____ Passage

Machine Learning How to: ML as a Service

In the previous article, I discussed the details of building a trackable and reproducible machine learning training pipeline. In this article, I will focus on how to use a trained model as a service in an application.

Motivation

There are more steps beyond finding the right model with the tuned hyper-parameters in a machine learning project. Once a model is trained and tested, it needs to be deployed. The model is usually part of a larger application; for example, YouTube generating suggestions for what to watch next.
The purpose of this article is to take a trained model and have it communicate with an application's backend server through an API in a local environment.
All the code snippets in this blog post can be found in the mlseries repository on my Github.
Note that the code snippets in this post are built on top of the previous article where I did a walk-through of a basic machine learning project's structure.

Below is a tree illustration of all the directories inside the repository:


├── README.md
├── deploy
│   ├── Dockerfile.ml.local
│   ├── Dockerfile.sent_ml
│   ├── Dockerfile.server
│   ├── Dockerfile.server.local
│   └── docker-compose.local.yml
├── integration_tests
├── ml
│   ├── Dockerfile
│   ├── conftest.py
│   ├── data
│   │   ├── reviews.tsv
│   │   ├── test_data.parquet
│   │   └── train_data.parquet
│   ├── docker-compose.yml
│   ├── dvc.lock
│   ├── dvc.yaml
│   ├── entities
│   │   └── review.py
│   ├── metrics
│   │   └── model_performance.json
│   ├── ml_main.py
│   ├── model
│   │   └── lr.model
│   ├── model_params.py
│   ├── prepare_data
│   │   ├── __main__.py
│   │   └── config.py
│   ├── requirements.txt
│   ├── services
│   │   └── predict.py
│   ├── test
│   │   ├── __main__.py
│   │   └── config.py
│   ├── tests
│   │   ├── integration_tests
│   │   │   └── test_ml_main.py
│   │   └── unittests
│   │       ├── prepare_data
│   │       │   └── test_prepare_data.py
│   │       ├── services
│   │       │   └── test_predict.py
│   │       └── train
│   │           └── test_train.py
│   ├── train
│   │   ├── __main__.py
│   │   └── config.py
│   ├── training_testing_pipeline.sh
│   └── utils
│       └── config.py
├── pytest.ini
├── server
│   ├── config.py
│   ├── conftest.py
│   ├── entities
│   │   └── review.py
│   ├── requirements.txt
│   ├── server_main.py
│   ├── tests
│   │   └── integration_tests
│   │       └── test_server_main.py
│   └── utils
│       └── logger
├── shared_utils
│   ├── logger
│   │   └── __init__.py
│   └── unittest
│       └── utils
│           └── logger
│               └── __init__.py
└── tasks.py

The Architecture

The figure below illustrates the architecture of a simple web application. There are three containers, the server container, the machine learning container and the front-end container. The server is the core of the application. Think of it as the brain of the app. The machine learning container exposes the model to the rest of the application. It can receive and send back information to the server. The front-end container includes any user interface-related code.

________

Challenge A.
Decide whether each statement agrees with the ML-as-a-service article. Answer yes or no for each, and quote the exact words from the article that settle it.
(i) The code in this article builds on a walk-through from the previous article.
(ii) The application described has four containers.
(iii) The machine learning container holds the user interface code.
Challenge B. Continue the ML-as-a-service article, starting right after its last sentence.

____ Material supplied

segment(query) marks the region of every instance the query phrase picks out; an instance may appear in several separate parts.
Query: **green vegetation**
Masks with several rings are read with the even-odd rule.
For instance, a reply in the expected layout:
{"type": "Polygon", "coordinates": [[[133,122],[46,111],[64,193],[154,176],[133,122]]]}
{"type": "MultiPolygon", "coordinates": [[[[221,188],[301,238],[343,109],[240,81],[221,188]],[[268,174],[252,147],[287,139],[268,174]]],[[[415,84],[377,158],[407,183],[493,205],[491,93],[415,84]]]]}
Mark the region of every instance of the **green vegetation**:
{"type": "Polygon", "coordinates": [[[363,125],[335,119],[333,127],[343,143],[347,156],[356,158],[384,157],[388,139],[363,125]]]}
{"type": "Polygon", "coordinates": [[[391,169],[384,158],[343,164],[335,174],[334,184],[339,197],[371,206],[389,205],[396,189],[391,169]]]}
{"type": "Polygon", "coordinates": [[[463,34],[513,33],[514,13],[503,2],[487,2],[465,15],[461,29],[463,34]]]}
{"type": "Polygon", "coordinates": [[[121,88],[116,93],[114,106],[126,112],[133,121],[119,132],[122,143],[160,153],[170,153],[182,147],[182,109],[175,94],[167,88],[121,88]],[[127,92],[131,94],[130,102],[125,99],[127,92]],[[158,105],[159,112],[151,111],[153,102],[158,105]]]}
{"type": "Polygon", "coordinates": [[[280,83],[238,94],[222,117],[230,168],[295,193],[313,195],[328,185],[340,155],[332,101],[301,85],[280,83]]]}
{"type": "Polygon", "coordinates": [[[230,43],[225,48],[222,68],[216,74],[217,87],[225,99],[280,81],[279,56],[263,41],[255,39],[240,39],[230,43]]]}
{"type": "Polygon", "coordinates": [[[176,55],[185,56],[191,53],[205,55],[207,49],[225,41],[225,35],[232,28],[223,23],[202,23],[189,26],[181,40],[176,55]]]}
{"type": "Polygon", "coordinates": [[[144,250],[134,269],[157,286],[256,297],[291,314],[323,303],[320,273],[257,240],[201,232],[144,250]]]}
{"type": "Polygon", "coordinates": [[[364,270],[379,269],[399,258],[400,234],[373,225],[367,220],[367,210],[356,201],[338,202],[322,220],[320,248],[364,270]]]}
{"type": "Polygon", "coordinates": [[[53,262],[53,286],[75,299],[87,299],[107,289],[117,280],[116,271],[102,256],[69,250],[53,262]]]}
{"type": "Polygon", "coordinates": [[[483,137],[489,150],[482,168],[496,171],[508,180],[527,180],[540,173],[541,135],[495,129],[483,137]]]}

________

Task result A.
(i) Yes: "Note that the code snippets in this post are built on top of the previous article where I did a walk-through of a basic machine learning project's structure."
(ii) No: "There are three containers, the server container, the machine learning container and the front-end container."
(iii) No: "The front-end container includes any user interface-related code."

Task result B.
Note that I will not be covering the UI container as it does not directly interact with the ML container.
Docker compose is used to create and run all the containers together.

Figure 1. A multi-container application. Docker Compose is used to configure and run the containers.

The Design

ML Service

Let's start with the machine learning component of the app. The goal is to have the machine learning container receive requests for inference from the server and return its predictions.
I call this the prediction service. In the code repository, I add a services/ directory and create a predict.py script with the contents below:

# /ml/services/predict.py
import numpy as np

from joblib import load

from entities.review import Review
from utils.config import Config
from utils.logger import logger


class PredictService:
    """
    A class serving a trained model for prediction requests

    Methods:
        infer(review: Review) runs inference on a review and sends
                    back the sentiment and a prediciton score from 1-100
    """
    def __init__(self):
        """
        Loads the env vars and the trained model
        """
        self.config = Config()
        self.model = load(f"{self.config.model_path}/{self.config.model_file}")
    
    def predict(self, review: Review):
        """
        Runs inference on a review and sends back the sentiment and a prediciton
        score from 1-100
        
        Args:
            review(Review): a Review entity which contains text for prediction
        
        Returns:
            response(dict): a dictionary with the predicted positive or negative
                            sentiment and an associated prediciton score 
        """
        response = dict()
        X = review
        response["prediction"] = "positive" if self.model.predict(np.array([X]))[0] else "negative"
        positive_prediction_score = np.round(self.model.predict_proba(np.array([X]))[0][1] * 100, 3)
        response["prediction_score"] = positive_prediction_score if response["prediction"] == "positive" else 100 - positive_prediction_score
    
        logger.info("Completed prediction on review: %s", response)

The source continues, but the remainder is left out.